幸せになる勇気
https://m.media-amazon.com/images/I/913abZi75gL._SL1500_.jpg https://www.amazon.co.jp/dp/B01AHLTSAY?tag=1000ch-22
褒めても叱ってもいけない思想を子供達に届けようとしたときに、機能せず実用に堪えない
アドラー心理学が要求することは、その実厳しい。世界の見方をひとつ提供しているに過ぎず、誤解されやすい
人生における最大の選択「愛」
アドラー心理学は宗教か
アドラー心理学はギリシア哲学と同一線上にある
宗教も哲学も科学も、「私達はどう生きれば良いのか」という問いから出発している点で、同一。
科学は客観的な事実認定、哲学や宗教は「真」「善」「美」を取り扱い、宗教は「物語」で世界を説明する。宗教は歩みを止めること、哲学は歩み続けること
教育の目標は「自立」である
課題の分離を教育で考えると、子どもが勉強することは子どもの課題であり、親に承認されるためではなく自分自身の課題。それであれば教育そのものが子どもへの介入ではないか?
アドラーにとって、むしろ教育は中心課題のひとつであった。人が普遍的に持つ優越性の追求は、無力で不自由な自分からの自立。教育は介入ではなく援助
社会で生きるために必要な人間知
尊敬とは「ありのままにその人を見る」こと
自立を目指した指導・援助の入口は、人間への尊敬。教育現場においては、教える側が教えられる側を敬う
尊敬とは「人間のありのままの姿を見て、その人が唯一無二の存在であることを知る能力」であり、そのままを認める、つまり勇気づけの出発点
尊敬 respect の語源であるラテン語の respicio は「見る」という意味がある。その人がその人であることを見て、成長や発展を援助する
「他者の関心事」に関心を寄せよ
共同体感覚とは「社会を形成する他者への関心」。アドラー心理学は、科学でありながら価値を持ち込んだ故に理解されなくなった
その一歩目は「他者の関心事」に関心を寄せること。おもちゃで遊んでいる子供からそれを奪い、自分達の信じる「価値のあること」を与えようとするのではなく、子供がなぜそれで遊んでいるのかを理解する。そこから尊敬が生まれる
「他者の目で見て、他者の耳で聞き、他者の心で感じること」
もしも「同じ種類の心と人生」
------------------------------------------------
* [課題]:
1. アドラー心理学の文章を、「アドラー心理学は宗教か」を含む語句から始め、「が子どもへの介入ではないか?」の後で止めて、そのまま打ち直してください。
2. アドラー心理学の文章を、最後に示された箇所の後から書き継ぐこと。

* [レコード抜粋]:
------------------------------------------------
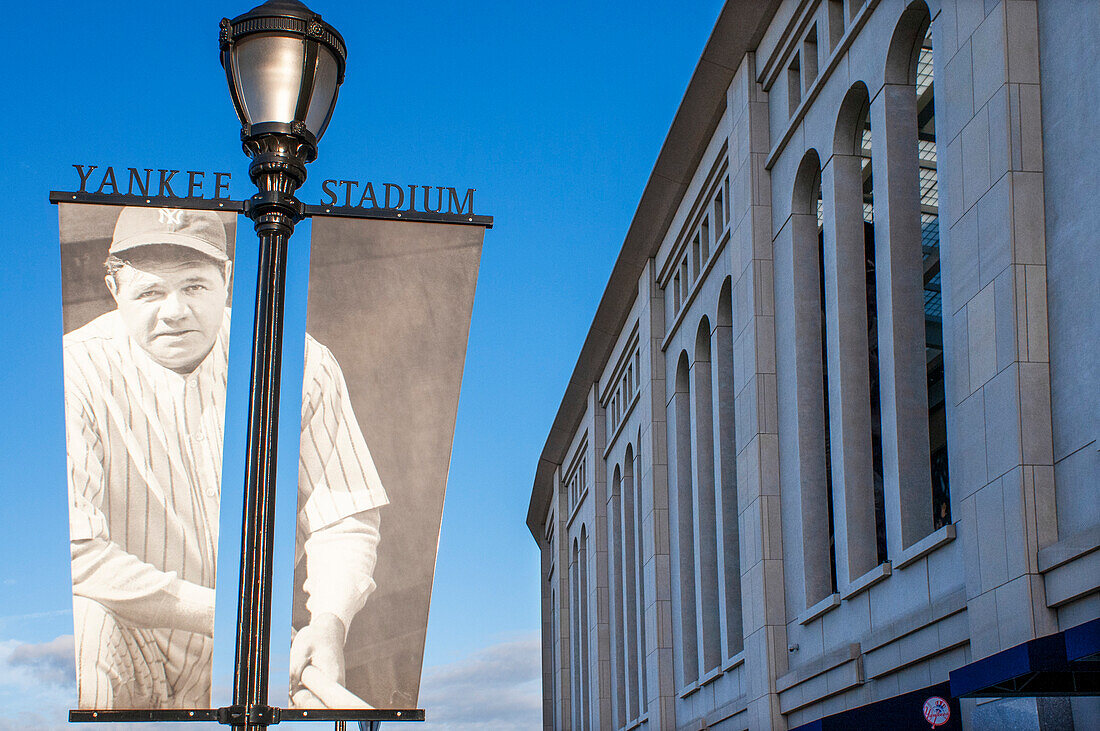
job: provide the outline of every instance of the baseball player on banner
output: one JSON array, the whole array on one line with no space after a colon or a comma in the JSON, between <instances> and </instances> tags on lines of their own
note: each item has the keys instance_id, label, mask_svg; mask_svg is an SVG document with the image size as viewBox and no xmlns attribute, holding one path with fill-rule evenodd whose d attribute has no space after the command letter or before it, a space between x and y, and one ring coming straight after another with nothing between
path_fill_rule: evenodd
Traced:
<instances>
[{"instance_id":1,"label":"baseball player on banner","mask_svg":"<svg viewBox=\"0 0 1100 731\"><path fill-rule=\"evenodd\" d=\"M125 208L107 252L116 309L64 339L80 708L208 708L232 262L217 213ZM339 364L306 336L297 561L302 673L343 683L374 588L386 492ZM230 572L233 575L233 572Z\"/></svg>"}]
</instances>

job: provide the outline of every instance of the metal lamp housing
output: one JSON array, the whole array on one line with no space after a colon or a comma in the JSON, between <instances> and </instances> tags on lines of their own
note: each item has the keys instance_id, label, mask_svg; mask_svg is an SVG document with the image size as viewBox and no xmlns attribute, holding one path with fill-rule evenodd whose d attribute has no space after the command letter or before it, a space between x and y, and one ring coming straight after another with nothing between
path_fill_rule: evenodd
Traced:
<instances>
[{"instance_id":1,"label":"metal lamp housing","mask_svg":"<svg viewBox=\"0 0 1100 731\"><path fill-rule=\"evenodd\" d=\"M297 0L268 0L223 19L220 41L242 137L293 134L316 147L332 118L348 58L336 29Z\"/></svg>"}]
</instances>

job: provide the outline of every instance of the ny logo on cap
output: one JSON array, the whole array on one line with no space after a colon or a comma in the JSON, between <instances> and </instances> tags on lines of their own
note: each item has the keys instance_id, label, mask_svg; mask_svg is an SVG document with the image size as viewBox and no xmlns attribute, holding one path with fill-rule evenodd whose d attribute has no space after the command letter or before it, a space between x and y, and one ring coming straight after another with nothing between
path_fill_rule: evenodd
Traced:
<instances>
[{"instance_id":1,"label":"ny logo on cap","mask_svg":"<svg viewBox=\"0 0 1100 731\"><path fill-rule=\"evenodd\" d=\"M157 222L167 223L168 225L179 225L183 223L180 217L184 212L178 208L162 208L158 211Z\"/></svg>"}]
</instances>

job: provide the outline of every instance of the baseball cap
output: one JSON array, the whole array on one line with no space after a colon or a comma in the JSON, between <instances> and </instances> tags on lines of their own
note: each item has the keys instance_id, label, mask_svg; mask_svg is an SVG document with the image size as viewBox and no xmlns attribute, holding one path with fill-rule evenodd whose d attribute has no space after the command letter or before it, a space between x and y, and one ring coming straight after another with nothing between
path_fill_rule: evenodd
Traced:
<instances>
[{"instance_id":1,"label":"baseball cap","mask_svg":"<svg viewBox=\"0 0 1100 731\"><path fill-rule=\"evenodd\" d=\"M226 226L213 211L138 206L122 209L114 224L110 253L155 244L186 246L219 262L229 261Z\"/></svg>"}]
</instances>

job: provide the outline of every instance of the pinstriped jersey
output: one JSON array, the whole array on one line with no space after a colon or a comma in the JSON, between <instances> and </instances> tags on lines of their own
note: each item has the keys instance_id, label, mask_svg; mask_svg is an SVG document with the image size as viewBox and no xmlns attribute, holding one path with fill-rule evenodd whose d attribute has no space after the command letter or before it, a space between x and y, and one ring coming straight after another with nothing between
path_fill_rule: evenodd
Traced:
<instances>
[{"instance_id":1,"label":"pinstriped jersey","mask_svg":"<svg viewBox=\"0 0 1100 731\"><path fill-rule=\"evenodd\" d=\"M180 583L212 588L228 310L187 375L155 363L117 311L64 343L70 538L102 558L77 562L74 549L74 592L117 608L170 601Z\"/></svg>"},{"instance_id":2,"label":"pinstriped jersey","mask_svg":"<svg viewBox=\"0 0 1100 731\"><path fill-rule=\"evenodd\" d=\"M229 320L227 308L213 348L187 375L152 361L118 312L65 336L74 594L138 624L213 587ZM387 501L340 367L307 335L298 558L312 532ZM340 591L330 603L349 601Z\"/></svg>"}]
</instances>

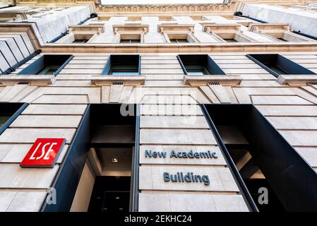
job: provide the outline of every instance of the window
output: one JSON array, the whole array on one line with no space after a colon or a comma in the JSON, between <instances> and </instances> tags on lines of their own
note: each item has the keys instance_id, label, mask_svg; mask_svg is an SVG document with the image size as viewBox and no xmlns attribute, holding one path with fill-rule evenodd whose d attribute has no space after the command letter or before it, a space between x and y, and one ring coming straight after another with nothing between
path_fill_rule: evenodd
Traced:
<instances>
------------------------------------------------
* [回答一覧]:
1.
アドラー心理学は宗教か
アドラー心理学はギリシア哲学と同一線上にある
宗教も哲学も科学も、「私達はどう生きれば良いのか」という問いから出発している点で、同一。
科学は客観的な事実認定、哲学や宗教は「真」「善」「美」を取り扱い、宗教は「物語」で世界を説明する。宗教は歩みを止めること、哲学は歩み続けること
教育の目標は「自立」である
課題の分離を教育で考えると、子どもが勉強することは子どもの課題であり、親に承認されるためではなく自分自身の課題。それであれば教育そのものが子どもへの介入ではないか?

2.
誰しもが、客観的な世界ではなく、主観的に意味づけした世界に住んでいる。世界がどうあるかではなく、世界をどう見ているかに目を向ける
このように主観から逃れることはできないが、「もしもこの人と同じ種類の心と人生を持っていたら」と想像することはできる、これこそが共感であり、他者に寄り添う技術であり態度
勇気は伝染し、尊敬も伝染する
友達になるのではなく、対等な存在として接し、生徒たちに「尊敬」を教える
学校教育で求められるのは資本主義社会を生きる学力の向上であり、人格や茫漠とした人間知ではない。学力向上に貢献すると感謝される、それは一時の叱責を経た生徒からでさえ感謝されることもある
「変われない」本当の理由
人間は過去の原因に突き動かされるのではなく、現在の目的に沿って生きる。だから、過去の出来事によって決定される存在ではなく、出来事に与える意味で自らの生を決定する
この目的論からすると、「変わらない」のは「変わりたくない」から。変化は極端に言えば、これまでの自分に死を与えること
「叱ってくれてありがとうございます」は、今を肯定するために過去を肯定している。これは強権的な教育に他ならない
過去の教育に不満を持ち感謝などしていないとすれば、理想とは程遠い「今の自分」に満足していないから、過去を否定し可能性の中に生きようとしている
過去のことはすべて解釈であり、本当の意味での過去は存在しない。目的論の本質に迫るには、ここまで踏み切る必要がある
あなたの「いま」が過去を決める
過去が存在しないとしたら、歴史とは何か?時代の権力者が正当性を証明するために改竄され続ける巨大な物語。誰しもが「自分」という物語の編集者、正当性を証明するために自由自在に書き換えていく
使用の心理学
悪いあの人、可哀想な私
不幸に彩られた過去を、自らが必要としている。悲劇という安酒に酔い、不遇なる今の辛さを忘れようとしている
我々の心を表す三角柱に、「悪いあの人」と「可哀想な私」が描かれている、自分からは2面しか見えない。重要なのはもう1面の「これからどうするか」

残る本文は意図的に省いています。